* BEGIN SUPPLIED MATERIAL *

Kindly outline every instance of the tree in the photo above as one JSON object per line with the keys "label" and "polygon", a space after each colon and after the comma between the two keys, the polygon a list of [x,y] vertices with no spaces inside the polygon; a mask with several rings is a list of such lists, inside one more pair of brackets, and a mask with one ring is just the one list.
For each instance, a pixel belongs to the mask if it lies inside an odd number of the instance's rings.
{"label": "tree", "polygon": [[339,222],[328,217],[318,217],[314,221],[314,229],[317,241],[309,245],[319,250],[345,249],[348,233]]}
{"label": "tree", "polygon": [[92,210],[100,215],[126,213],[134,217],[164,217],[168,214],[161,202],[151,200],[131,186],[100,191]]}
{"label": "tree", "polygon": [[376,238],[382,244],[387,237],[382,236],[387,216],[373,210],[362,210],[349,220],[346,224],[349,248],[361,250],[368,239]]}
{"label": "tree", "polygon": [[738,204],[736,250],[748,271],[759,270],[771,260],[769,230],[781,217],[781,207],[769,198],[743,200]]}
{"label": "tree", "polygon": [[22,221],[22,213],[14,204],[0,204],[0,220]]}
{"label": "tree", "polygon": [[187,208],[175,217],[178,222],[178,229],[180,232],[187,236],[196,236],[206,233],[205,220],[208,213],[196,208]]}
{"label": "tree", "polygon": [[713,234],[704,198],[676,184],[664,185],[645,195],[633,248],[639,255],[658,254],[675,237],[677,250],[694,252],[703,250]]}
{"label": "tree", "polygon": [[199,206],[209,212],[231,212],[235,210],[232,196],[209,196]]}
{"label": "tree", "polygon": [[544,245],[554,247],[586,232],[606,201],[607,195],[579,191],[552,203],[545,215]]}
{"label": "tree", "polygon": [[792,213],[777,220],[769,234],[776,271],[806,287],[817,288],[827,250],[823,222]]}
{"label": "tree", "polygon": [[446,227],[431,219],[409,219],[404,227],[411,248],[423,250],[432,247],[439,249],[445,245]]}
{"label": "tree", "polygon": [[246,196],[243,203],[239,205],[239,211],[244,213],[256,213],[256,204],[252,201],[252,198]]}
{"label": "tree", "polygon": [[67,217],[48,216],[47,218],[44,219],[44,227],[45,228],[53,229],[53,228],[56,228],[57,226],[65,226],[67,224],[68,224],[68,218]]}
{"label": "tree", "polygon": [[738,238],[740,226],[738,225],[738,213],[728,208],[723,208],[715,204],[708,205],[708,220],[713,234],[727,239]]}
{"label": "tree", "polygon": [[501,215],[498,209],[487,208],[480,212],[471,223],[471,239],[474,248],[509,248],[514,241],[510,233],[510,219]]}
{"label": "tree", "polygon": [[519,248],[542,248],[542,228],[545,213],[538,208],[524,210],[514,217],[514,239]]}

* END SUPPLIED MATERIAL *

CHALLENGE: Starting at the beginning of the items and ending at the line that contains "For each instance, a", write those lines out again with "pixel" changed to "point" and nothing else altered.

RESULT:
Kindly outline every instance of the tree in the photo above as one JSON object per line with the keys "label" and "polygon", a space after each colon and after the comma between the two keys, the polygon a list of [x,y] vertices with no spaces inside the polygon; a mask with several rings is a list of such lists, inside one more pair of brackets, and a mask with one ring is just the one list.
For each instance, a point belongs to the mask if it lies inside an odd number of the instance's rings.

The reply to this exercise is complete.